--- Exercise passage ---
——
Video report by ITV News Correspondent Dan Rivers
Up to 21 people have been treated in connection to the nerve agent attack on a Russian spy and his daughter in Salisbury, the head of Wiltshire police has said.
A number of police officers are among those feared to have been injured, said Kier Pritchard, chief constable for Wiltshire Police.
The numbers include former spy Sergei Skripal and his daughter Yulia, both of whom are fighting for life.
Also included is police Sergeant Nick Bailey, who was among the first on the scene and is in intensive care.
There's been around 21 people [affected]...A number of those have been through the hospital treatment process, they're having blood tests, they're having treatment in terms of support and advice being provided.
Mr Pritchard said an unspecified "smaller" number of the injured were police officers and staff.
The only person still in hospital is Mr Bailey, who remains in intensive care but is conscious and talking.
——
--- Records provided ---

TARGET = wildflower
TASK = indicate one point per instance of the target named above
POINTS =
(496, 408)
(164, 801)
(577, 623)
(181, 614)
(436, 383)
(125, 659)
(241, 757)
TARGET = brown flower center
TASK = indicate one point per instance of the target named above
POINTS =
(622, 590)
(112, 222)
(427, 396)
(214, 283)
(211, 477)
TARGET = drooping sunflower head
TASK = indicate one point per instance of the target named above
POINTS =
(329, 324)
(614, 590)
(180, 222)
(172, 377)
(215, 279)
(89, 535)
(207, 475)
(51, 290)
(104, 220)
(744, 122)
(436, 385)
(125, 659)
——
--- Tasks and exercises ---
a - Answer each question from the report on the Salisbury nerve agent attack.
(i) Who is the chief constable for Wiltshire Police?
(ii) What is the name of Sergei Skripal's daughter?
(iii) What is Nick Bailey's rank in the police?
b - Write the next part of the report on the Salisbury nerve agent attack, starting after its last sentence.

--- Answers to the tasks ---
a -
(i) Kier Pritchard
(ii) Yulia
(iii) Sergeant

b -
Sunday's chemical weapon attack is being treated as attempted murder, with hundreds of police officers continuing to investigate who was behind it.
Theresa May has told ITV News that the UK will do "what is appropriate" should evidence prove the agent was state sponsored.
In an exclusive interview with Julie Etchingham, the prime minister warned that "if action needs to be taken the Government will do that", after Sergei Skripal and his daughter Yulia were left critically ill in hospital.
She warned the police need the space and time to conduct their investigation so evidence can be gathered.
"Of course if action needs to be taken then the government will do that," she said. "We'll do that properly, at the right time, and on the basis of the best evidence.
"We will do what is appropriate, we will do what is right, if it is proved to be the case that this is state sponsored. But let's give the police the time and space to actually conduct their investigation."
Mrs May later said her thoughts are with Detective Sergeant Nick Bailey, in a statement paying tribute to the police.
She said: "The events of Sunday are a stark reminder, if ever one was needed, of the dangerous situations our emergency services face and the dedication and courage they display every day in order to keep us safe."
The attack has prompted crisis talks in Whitehall, and has led to a souring of already strained relations between Russia and the UK.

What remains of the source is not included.